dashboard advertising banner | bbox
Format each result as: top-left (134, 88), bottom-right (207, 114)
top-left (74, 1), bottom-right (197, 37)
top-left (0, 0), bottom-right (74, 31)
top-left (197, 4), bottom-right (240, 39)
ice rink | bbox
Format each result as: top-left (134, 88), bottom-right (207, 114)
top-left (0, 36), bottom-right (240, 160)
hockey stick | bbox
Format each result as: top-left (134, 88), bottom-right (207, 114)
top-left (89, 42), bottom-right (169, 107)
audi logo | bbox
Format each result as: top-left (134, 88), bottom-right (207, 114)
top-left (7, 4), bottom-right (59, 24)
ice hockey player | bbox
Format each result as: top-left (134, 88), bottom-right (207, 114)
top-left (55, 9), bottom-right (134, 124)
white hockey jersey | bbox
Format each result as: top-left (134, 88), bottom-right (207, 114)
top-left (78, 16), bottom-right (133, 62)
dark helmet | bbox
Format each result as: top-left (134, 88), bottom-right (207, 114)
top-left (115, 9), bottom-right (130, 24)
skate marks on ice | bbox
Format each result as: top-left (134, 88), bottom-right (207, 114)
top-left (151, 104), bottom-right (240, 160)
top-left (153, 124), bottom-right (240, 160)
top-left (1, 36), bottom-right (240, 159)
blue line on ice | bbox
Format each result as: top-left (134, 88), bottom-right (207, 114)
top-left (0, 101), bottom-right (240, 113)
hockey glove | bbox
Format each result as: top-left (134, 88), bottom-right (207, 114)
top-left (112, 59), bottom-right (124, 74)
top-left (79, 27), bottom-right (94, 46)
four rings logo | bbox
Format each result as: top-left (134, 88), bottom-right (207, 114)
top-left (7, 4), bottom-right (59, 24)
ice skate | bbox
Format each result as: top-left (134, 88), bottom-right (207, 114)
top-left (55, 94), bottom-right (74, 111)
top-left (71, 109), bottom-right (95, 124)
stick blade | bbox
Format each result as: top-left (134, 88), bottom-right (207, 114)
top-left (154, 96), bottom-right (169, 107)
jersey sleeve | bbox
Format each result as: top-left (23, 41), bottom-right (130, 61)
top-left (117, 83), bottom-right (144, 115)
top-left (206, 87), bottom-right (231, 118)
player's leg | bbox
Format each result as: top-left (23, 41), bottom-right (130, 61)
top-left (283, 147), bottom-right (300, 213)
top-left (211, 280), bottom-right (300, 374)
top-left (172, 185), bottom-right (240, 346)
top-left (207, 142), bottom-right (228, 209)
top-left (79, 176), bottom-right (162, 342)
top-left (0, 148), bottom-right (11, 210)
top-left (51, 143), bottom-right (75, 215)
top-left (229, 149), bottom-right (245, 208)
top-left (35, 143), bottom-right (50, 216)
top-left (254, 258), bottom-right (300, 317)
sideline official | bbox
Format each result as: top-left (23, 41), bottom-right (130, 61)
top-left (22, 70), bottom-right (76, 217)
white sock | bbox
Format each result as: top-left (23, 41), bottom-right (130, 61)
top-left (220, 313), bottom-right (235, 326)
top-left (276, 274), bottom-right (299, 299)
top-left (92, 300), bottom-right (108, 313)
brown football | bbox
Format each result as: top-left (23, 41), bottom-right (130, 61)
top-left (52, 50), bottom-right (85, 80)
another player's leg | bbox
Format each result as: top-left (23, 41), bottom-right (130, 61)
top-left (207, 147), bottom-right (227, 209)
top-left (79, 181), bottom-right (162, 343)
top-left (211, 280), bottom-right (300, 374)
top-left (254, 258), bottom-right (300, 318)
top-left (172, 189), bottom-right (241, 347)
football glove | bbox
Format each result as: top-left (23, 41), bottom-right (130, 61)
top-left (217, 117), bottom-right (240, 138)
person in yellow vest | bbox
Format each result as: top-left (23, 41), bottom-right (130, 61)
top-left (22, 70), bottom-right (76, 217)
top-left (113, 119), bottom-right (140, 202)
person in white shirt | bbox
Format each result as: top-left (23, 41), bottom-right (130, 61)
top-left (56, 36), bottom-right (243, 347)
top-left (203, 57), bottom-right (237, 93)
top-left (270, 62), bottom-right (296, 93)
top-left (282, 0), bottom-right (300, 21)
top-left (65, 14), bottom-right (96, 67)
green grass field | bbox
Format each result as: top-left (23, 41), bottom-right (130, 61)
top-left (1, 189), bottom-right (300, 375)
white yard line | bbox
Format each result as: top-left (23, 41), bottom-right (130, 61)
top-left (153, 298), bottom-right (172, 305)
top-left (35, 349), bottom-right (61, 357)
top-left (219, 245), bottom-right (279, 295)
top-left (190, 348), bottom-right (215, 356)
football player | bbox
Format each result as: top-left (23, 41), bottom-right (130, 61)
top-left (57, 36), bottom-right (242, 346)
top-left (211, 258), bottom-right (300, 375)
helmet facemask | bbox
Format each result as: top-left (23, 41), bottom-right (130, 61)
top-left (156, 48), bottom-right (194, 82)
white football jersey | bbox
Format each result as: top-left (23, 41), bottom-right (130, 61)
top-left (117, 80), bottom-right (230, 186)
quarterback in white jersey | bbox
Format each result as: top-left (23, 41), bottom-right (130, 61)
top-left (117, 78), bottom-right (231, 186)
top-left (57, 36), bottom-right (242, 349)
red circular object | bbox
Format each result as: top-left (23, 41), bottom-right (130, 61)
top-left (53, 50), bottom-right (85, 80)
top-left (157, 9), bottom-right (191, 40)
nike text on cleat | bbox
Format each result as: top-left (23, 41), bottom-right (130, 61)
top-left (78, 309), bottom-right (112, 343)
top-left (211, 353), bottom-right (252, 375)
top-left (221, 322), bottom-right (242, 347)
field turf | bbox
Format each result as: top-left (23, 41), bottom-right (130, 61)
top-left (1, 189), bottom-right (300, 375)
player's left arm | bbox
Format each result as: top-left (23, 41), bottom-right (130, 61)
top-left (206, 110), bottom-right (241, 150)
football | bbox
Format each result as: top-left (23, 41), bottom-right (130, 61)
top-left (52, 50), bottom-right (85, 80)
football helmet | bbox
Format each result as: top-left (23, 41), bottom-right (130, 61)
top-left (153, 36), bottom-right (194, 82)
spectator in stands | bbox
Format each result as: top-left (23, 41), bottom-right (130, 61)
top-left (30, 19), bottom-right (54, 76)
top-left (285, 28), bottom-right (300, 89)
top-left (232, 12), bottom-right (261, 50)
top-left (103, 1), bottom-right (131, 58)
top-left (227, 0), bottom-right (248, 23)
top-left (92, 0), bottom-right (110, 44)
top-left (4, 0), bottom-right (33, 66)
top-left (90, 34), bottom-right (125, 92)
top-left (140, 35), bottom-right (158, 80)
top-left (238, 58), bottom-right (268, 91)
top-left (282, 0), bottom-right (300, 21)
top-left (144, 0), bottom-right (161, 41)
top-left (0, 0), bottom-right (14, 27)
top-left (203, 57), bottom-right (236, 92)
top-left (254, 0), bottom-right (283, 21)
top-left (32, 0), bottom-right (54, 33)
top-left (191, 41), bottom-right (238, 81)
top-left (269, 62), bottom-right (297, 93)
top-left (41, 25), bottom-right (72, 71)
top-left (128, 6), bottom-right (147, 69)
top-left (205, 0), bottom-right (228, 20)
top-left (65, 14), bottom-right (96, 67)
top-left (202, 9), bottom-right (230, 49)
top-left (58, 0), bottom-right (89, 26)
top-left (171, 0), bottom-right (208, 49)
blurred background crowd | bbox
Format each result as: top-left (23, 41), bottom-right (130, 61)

Exercise goal
Reproduce exactly the lines of the records above from the one with "audi logo | bbox" to the one with "sideline official | bbox", both included, and leave out everything else.

Result of the task
audi logo | bbox
Format each result as: top-left (134, 88), bottom-right (207, 114)
top-left (7, 4), bottom-right (59, 24)
ice hockey player | bbox
Format each result as: top-left (134, 88), bottom-right (207, 114)
top-left (55, 9), bottom-right (134, 124)
white hockey jersey | bbox
Format each result as: top-left (134, 88), bottom-right (207, 114)
top-left (78, 16), bottom-right (133, 62)
dark helmet | bbox
Format each result as: top-left (134, 88), bottom-right (207, 114)
top-left (115, 9), bottom-right (130, 24)
skate marks on ice | bbox
Format each result as: top-left (134, 88), bottom-right (207, 114)
top-left (151, 104), bottom-right (240, 160)
top-left (153, 124), bottom-right (240, 160)
top-left (1, 36), bottom-right (240, 159)
blue line on ice | bbox
Format each result as: top-left (134, 88), bottom-right (207, 114)
top-left (0, 101), bottom-right (240, 113)
hockey glove | bbox
Format each result as: top-left (134, 88), bottom-right (207, 114)
top-left (112, 59), bottom-right (124, 74)
top-left (79, 27), bottom-right (94, 46)
four rings logo | bbox
Format each result as: top-left (134, 88), bottom-right (207, 114)
top-left (7, 4), bottom-right (59, 24)
ice skate | bbox
Format each result as: top-left (134, 88), bottom-right (207, 114)
top-left (55, 94), bottom-right (74, 111)
top-left (71, 109), bottom-right (95, 124)
stick blade | bbox
Format each result as: top-left (134, 88), bottom-right (207, 114)
top-left (154, 96), bottom-right (169, 107)
jersey sleeve | bbox
Format each result as: top-left (23, 41), bottom-right (130, 61)
top-left (117, 83), bottom-right (144, 115)
top-left (206, 87), bottom-right (231, 118)
player's leg | bbox
Format each result as: top-left (23, 41), bottom-right (130, 61)
top-left (283, 147), bottom-right (300, 213)
top-left (211, 280), bottom-right (300, 374)
top-left (172, 185), bottom-right (240, 346)
top-left (207, 142), bottom-right (228, 209)
top-left (79, 176), bottom-right (162, 342)
top-left (0, 148), bottom-right (11, 210)
top-left (51, 143), bottom-right (75, 215)
top-left (229, 149), bottom-right (245, 208)
top-left (35, 143), bottom-right (50, 216)
top-left (254, 258), bottom-right (300, 317)
sideline official | bbox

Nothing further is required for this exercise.